__WORK TO COMPLETE__
A: Answer these questions from the hypre code excerpt, one line each, marked (i), (ii), (iii):
(i) Which function must be the first HYPRE function call?
(ii) Which call makes hypre use its own SpGEMM instead of the vendor implementation?
(iii) What object type is set for the IJ matrix ij_A?
B: Decide whether each statement agrees with the hypre code excerpt, answering yes or no with the deciding words of the excerpt quoted exactly, marked (i), (ii), (iii):
(i) AMG is kept in GPU memory by default.
(ii) The code uses the vendor implementation of SpGEMM.
(iii) The Umpire GPU memory pool is set up when useUmpireGpuMemPool holds and useHypreGpuMemPool does not.
C: Using the comment in the hypre code excerpt, explain what kind of pointers HYPRE_IJMatrixAddToValues receives and how adding values with them is efficient.

HYPRE_Initialize(); /* must be the first HYPRE function call */
...
/* AMG in GPU memory (default) */
HYPRE_SetMemoryLocation(HYPRE_MEMORY_DEVICE);
/* setup AMG on GPUs */
HYPRE_SetExecutionPolicy(HYPRE_EXEC_DEVICE);
/* use hypre's SpGEMM instead of vendor implementation */
HYPRE_SetSpGemmUseVendor(FALSE);
/* use GPU RNG */
HYPRE_SetUseGpuRand(TRUE);
if (useHypreGpuMemPool)
{
/* use hypre's GPU memory pool */
HYPRE_SetGPUMemoryPoolSize(bin_growth, min_bin, max_bin, max_bytes);
}
else if (useUmpireGpuMemPool)
{
/* or use Umpire GPU memory pool */
HYPRE_SetUmpireUMPoolName("HYPRE_UM_POOL_TEST");
HYPRE_SetUmpireDevicePoolName("HYPRE_DEVICE_POOL_TEST");
}
...
/* setup IJ matrix A */
HYPRE_IJMatrixCreate(comm, first_row, last_row, first_col, last_col, &ij_A);
HYPRE_IJMatrixSetObjectType(ij_A, HYPRE_PARCSR);
/* GPU pointers; efficient in large chunks */
HYPRE_IJMatrixAddToValues(ij_A, num_rows, num_cols, rows, cols, data);
HYPRE_IJMatrixAssemble(ij_A);
HYPRE_IJMatrixGetObject(ij_A, (void **) &parcsr_A);
...

__STORED ROWS__
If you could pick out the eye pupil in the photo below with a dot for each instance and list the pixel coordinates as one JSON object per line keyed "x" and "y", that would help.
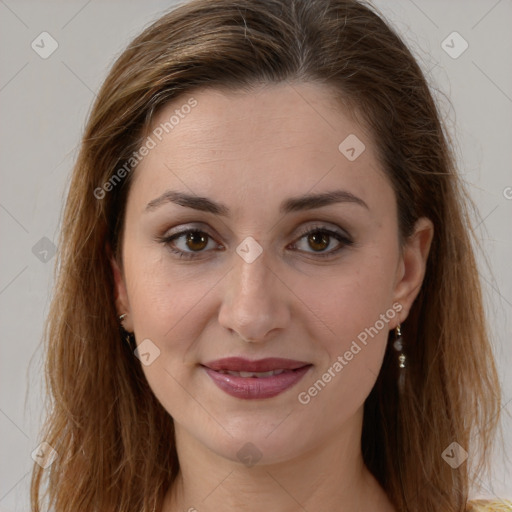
{"x": 196, "y": 237}
{"x": 319, "y": 238}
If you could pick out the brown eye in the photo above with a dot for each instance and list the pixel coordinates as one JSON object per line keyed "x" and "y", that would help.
{"x": 186, "y": 244}
{"x": 196, "y": 240}
{"x": 318, "y": 240}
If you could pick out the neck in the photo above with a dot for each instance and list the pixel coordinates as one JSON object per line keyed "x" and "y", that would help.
{"x": 330, "y": 476}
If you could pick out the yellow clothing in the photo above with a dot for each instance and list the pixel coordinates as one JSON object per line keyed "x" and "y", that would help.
{"x": 489, "y": 506}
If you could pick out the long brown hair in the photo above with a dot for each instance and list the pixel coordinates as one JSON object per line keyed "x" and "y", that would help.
{"x": 114, "y": 440}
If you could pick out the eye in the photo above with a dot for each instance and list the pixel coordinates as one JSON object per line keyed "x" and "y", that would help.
{"x": 193, "y": 239}
{"x": 320, "y": 238}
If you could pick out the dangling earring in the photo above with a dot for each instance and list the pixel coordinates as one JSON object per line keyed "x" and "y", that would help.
{"x": 398, "y": 346}
{"x": 129, "y": 337}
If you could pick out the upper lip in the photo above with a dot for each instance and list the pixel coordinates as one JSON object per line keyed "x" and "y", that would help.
{"x": 239, "y": 364}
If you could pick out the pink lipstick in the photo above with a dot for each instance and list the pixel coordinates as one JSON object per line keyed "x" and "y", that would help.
{"x": 264, "y": 378}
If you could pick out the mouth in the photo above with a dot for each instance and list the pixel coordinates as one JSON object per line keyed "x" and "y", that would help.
{"x": 264, "y": 378}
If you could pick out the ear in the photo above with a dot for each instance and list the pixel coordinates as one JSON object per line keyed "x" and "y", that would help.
{"x": 412, "y": 265}
{"x": 120, "y": 293}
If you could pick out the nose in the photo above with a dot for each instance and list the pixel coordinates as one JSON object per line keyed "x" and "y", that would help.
{"x": 254, "y": 304}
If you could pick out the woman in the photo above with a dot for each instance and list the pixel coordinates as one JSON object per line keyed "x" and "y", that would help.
{"x": 266, "y": 281}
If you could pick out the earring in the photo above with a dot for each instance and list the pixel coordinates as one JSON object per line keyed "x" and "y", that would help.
{"x": 129, "y": 337}
{"x": 398, "y": 346}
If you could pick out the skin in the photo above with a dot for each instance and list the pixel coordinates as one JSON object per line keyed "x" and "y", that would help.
{"x": 250, "y": 151}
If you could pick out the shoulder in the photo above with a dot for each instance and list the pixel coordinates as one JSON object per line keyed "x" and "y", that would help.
{"x": 496, "y": 505}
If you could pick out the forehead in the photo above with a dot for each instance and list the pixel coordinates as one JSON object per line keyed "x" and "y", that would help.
{"x": 277, "y": 139}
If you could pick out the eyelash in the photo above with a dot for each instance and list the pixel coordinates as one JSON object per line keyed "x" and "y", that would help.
{"x": 166, "y": 240}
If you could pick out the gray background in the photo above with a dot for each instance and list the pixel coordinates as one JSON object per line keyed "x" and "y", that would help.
{"x": 44, "y": 103}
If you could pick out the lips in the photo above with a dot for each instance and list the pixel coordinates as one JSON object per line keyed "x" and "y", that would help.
{"x": 239, "y": 364}
{"x": 260, "y": 379}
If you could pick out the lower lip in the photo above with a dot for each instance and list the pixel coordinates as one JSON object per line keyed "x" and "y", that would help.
{"x": 256, "y": 387}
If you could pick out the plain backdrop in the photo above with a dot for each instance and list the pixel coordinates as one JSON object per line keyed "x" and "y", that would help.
{"x": 44, "y": 104}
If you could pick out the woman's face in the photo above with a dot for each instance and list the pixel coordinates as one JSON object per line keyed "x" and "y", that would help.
{"x": 252, "y": 283}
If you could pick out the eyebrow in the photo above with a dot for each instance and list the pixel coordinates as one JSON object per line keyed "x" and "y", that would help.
{"x": 293, "y": 204}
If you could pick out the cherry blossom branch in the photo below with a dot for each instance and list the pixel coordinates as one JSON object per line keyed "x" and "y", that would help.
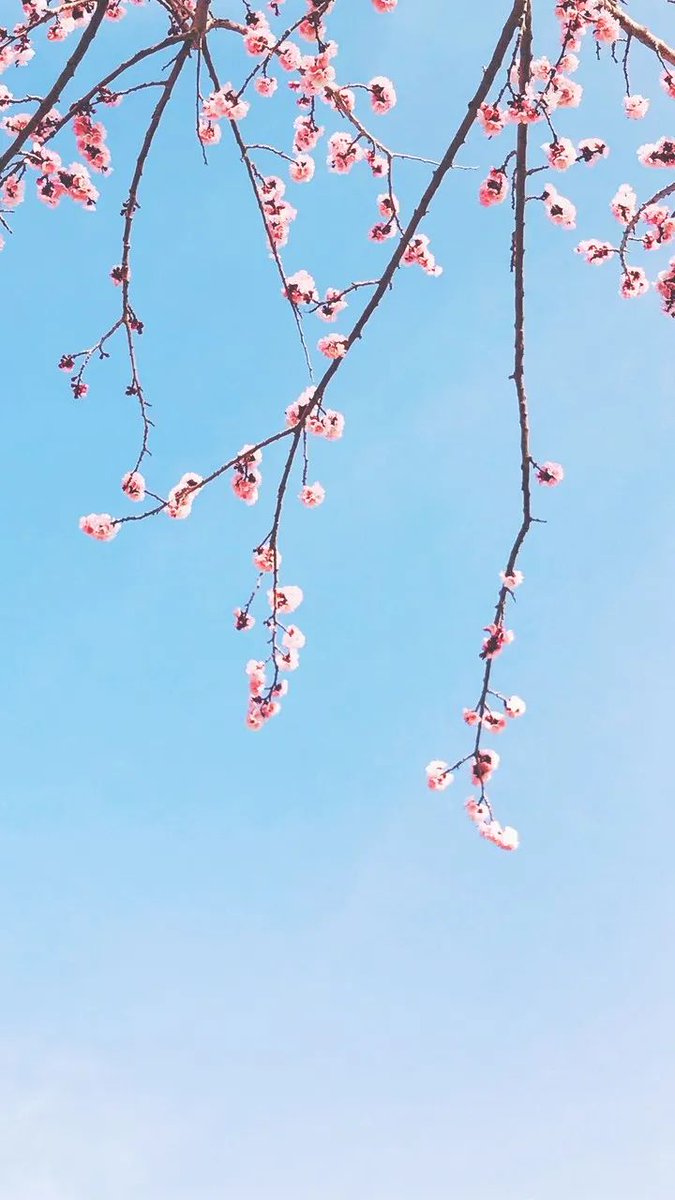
{"x": 663, "y": 192}
{"x": 640, "y": 33}
{"x": 254, "y": 180}
{"x": 518, "y": 264}
{"x": 60, "y": 83}
{"x": 387, "y": 277}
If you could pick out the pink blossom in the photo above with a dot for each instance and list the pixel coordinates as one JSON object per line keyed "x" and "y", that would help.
{"x": 495, "y": 721}
{"x": 658, "y": 154}
{"x": 100, "y": 526}
{"x": 512, "y": 579}
{"x": 285, "y": 599}
{"x": 607, "y": 28}
{"x": 668, "y": 83}
{"x": 266, "y": 85}
{"x": 290, "y": 55}
{"x": 635, "y": 107}
{"x": 225, "y": 102}
{"x": 595, "y": 252}
{"x": 550, "y": 474}
{"x": 342, "y": 153}
{"x": 181, "y": 497}
{"x": 333, "y": 425}
{"x": 209, "y": 133}
{"x": 484, "y": 763}
{"x": 591, "y": 149}
{"x": 312, "y": 495}
{"x": 308, "y": 133}
{"x": 256, "y": 672}
{"x": 382, "y": 94}
{"x": 438, "y": 775}
{"x": 13, "y": 190}
{"x": 286, "y": 659}
{"x": 243, "y": 619}
{"x": 625, "y": 204}
{"x": 494, "y": 190}
{"x": 491, "y": 118}
{"x": 497, "y": 637}
{"x": 300, "y": 288}
{"x": 566, "y": 93}
{"x": 266, "y": 558}
{"x": 293, "y": 637}
{"x": 633, "y": 283}
{"x": 302, "y": 169}
{"x": 332, "y": 306}
{"x": 560, "y": 210}
{"x": 133, "y": 485}
{"x": 665, "y": 288}
{"x": 334, "y": 346}
{"x": 561, "y": 154}
{"x": 417, "y": 253}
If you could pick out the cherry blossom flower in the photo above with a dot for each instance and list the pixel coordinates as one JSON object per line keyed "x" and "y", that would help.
{"x": 209, "y": 132}
{"x": 225, "y": 102}
{"x": 332, "y": 306}
{"x": 266, "y": 558}
{"x": 334, "y": 346}
{"x": 625, "y": 204}
{"x": 382, "y": 95}
{"x": 633, "y": 283}
{"x": 417, "y": 253}
{"x": 658, "y": 154}
{"x": 133, "y": 485}
{"x": 635, "y": 107}
{"x": 561, "y": 154}
{"x": 491, "y": 118}
{"x": 595, "y": 252}
{"x": 512, "y": 579}
{"x": 243, "y": 619}
{"x": 181, "y": 497}
{"x": 266, "y": 85}
{"x": 312, "y": 495}
{"x": 560, "y": 210}
{"x": 665, "y": 288}
{"x": 285, "y": 599}
{"x": 494, "y": 190}
{"x": 484, "y": 763}
{"x": 591, "y": 149}
{"x": 100, "y": 526}
{"x": 668, "y": 83}
{"x": 342, "y": 153}
{"x": 549, "y": 474}
{"x": 302, "y": 169}
{"x": 495, "y": 721}
{"x": 300, "y": 288}
{"x": 497, "y": 637}
{"x": 438, "y": 775}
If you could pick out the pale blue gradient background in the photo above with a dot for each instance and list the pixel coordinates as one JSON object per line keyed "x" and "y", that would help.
{"x": 273, "y": 965}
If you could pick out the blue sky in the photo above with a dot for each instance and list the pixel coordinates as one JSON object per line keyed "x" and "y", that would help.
{"x": 274, "y": 965}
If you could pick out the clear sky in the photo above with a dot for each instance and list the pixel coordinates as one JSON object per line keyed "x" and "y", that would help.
{"x": 274, "y": 966}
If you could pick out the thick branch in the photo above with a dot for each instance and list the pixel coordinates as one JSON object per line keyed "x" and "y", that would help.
{"x": 640, "y": 33}
{"x": 57, "y": 89}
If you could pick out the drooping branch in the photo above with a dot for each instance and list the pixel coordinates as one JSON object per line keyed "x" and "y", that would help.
{"x": 58, "y": 87}
{"x": 518, "y": 263}
{"x": 640, "y": 33}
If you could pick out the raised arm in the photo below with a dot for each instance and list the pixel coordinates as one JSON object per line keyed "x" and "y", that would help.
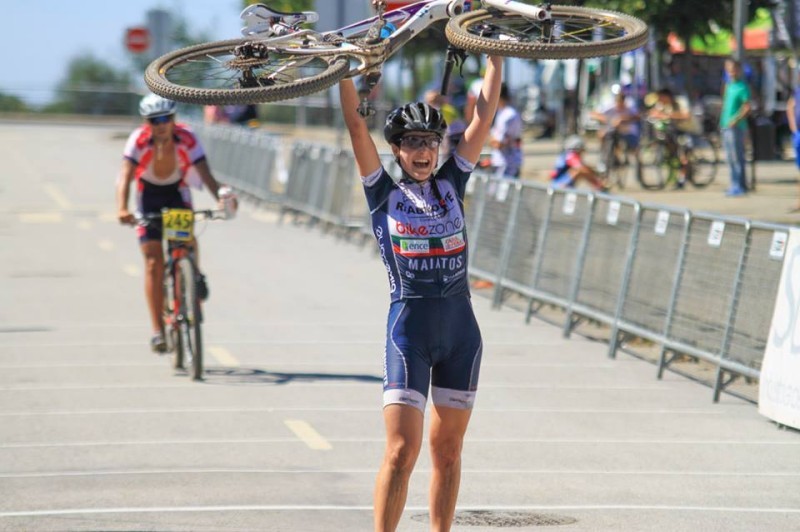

__FULL SOLUTIONS__
A:
(i) HYPRE_Initialize()
(ii) HYPRE_SetSpGemmUseVendor(FALSE)
(iii) HYPRE_PARCSR

B:
(i) Yes: "/* AMG in GPU memory (default) */"
(ii) No: "/* use hypre's SpGEMM instead of vendor implementation */"
(iii) Yes: "else if (useUmpireGpuMemPool)"

C: The rows, cols, and data passed to HYPRE_IJMatrixAddToValues are GPU pointers. According to the comment, adding values this way is efficient in large chunks.